Особенности включения иностилевых компонентов в художественный текст

В языке художественной литературы немало иностилевых употреблений. Прежде всего в художественном произведении писатель имеет право употреблять такие формы, которые не существуют в современном русском литературном языке. Это означает, что автор художественного произведения может использовать и потенциальные возможности языка, создавая неологизмы, например:

Вёрстами – врозь – разлетаются брови.

Две достоверности розной любови,

Чёрные возжи-мои-колеи –

Дальнодорожные брови твои!

(М. Цветаева)

Отшельничаю, берложу,

отлеживаюсь в березах,

лужаечный, можжевельничий,

отшельничаю,

отшельничаем, нас трое,

наш третий всегда на стреме,

позвякивает ошейничком,

отшельничаем...

(А. Вознесенский)

Художественная речь также может включать диалектизмы, профессионализмы и другие внелитературные элементы (показательны в этом плане романы А. И. Солженицына, рассказы В. Т. Шаламова, поэзия В. С. Высоцкого и др.), см., например: Бабы, прикрывая головы платами, кинулись к ближайшему зароду – высокому стогу длинной клади (В. Белов).

Употребление языковых средств, в том числе иностилевых, в художественной литературе определено авторским замыслом, при этом отклонение от нормы должно быть мотивировано авторской целеустановкой, контекстом произведения, эстетической целесообразностью. Если языковые элементы, находящиеся за пределами литературного языка, выполняют определенную функциональную нагрузку, их употребление в словесной ткани художественного произведения вполне можно оправдать.

Рассмотрим функционирование идеологически-оценочной и научной лексики (литературной, но иностилевой) в художественном тексте на примере произведений Даниила Гранина.
==============================
- _Цель задания 1_:
Ответьте по тексту об иностилевых компонентах в художественной речи на три вопроса:
(a) Стихи каких двух авторов приведены как примеры неологизмов?
(b) Как в примере из В. Белова поясняется слово «зарод»?
(c) На примере произведений какого писателя предлагается рассмотреть идеологически-оценочную и научную лексику?
- _Цель задания 2_: Выпишите дословно из текста об иностилевых компонентах всё, начиная со слов «В языке художественной» и вплоть до слов «врозь – разлетаются брови.».
Записи здесь никакой роли не играют.

- _Показанные записи_:
==============================
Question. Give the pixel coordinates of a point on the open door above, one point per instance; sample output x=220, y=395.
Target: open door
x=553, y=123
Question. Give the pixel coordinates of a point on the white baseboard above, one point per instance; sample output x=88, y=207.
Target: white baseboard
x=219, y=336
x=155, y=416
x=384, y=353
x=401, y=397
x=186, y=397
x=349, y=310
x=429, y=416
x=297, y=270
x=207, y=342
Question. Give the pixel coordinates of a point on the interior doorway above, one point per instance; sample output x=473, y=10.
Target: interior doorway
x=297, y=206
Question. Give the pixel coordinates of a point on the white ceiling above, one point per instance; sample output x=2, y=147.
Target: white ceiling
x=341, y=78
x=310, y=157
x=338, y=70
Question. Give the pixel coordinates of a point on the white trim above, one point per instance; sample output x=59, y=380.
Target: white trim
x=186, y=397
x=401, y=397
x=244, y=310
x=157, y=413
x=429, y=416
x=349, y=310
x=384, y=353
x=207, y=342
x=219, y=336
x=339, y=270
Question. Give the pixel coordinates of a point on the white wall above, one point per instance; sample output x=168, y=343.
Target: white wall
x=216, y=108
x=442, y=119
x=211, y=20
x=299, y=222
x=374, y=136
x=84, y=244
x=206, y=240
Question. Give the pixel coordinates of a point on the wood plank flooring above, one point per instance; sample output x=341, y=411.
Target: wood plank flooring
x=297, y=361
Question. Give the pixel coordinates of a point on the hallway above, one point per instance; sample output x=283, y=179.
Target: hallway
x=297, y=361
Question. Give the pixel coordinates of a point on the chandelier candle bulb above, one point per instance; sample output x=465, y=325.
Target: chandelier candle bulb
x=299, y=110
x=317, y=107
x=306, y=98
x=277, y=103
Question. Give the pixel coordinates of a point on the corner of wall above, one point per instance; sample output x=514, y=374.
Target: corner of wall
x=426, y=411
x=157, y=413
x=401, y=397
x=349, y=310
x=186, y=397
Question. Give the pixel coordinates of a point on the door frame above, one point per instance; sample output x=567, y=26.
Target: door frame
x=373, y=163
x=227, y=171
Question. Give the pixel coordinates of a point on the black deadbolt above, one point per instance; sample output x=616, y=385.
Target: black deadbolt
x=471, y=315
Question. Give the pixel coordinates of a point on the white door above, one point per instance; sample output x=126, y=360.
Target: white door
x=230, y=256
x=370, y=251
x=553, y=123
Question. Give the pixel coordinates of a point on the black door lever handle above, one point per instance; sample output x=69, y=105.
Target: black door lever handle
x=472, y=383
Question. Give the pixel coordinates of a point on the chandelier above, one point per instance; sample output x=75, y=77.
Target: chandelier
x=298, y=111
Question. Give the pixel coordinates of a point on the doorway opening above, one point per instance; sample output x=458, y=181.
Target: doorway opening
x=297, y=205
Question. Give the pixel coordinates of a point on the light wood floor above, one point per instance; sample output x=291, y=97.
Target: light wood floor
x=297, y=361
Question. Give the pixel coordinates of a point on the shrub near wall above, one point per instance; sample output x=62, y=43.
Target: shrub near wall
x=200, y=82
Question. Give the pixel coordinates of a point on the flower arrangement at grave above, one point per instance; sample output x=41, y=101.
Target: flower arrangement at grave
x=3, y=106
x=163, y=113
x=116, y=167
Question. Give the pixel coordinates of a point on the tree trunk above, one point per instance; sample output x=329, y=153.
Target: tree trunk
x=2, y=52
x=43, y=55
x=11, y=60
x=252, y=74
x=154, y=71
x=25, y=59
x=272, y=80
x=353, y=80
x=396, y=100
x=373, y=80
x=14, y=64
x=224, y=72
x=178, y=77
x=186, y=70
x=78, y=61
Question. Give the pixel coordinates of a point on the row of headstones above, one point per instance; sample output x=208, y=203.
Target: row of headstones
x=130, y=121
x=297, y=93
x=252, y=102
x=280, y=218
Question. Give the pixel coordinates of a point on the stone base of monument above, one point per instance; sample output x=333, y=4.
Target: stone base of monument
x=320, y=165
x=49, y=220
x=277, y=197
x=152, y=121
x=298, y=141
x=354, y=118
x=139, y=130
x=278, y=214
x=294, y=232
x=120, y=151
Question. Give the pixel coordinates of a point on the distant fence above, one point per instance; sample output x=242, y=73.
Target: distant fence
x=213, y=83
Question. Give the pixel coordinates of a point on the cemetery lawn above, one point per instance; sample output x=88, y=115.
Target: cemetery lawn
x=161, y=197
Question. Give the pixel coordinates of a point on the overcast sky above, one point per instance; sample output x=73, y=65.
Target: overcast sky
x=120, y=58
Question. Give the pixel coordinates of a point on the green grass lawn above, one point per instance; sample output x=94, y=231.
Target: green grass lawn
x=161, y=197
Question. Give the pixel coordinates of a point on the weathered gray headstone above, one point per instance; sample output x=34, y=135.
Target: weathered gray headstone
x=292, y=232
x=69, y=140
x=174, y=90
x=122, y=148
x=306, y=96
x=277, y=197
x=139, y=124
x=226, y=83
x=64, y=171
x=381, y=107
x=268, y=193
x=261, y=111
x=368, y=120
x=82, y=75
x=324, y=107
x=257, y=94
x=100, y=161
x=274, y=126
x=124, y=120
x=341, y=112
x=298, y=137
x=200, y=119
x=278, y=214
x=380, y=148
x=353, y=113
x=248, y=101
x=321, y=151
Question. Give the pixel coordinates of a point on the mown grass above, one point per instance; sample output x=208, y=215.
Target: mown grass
==============================
- _Результат 1_:
(a) М. Цветаевой и А. Вознесенского.
(b) Как высокий стог длинной клади.
(c) Даниила Гранина.

- _Результат 2_:
В языке художественной литературы немало иностилевых употреблений. Прежде всего в художественном произведении писатель имеет право употреблять такие формы, которые не существуют в современном русском литературном языке. Это означает, что автор художественного произведения может использовать и потенциальные возможности языка, создавая неологизмы, например:

Вёрстами – врозь – разлетаются брови.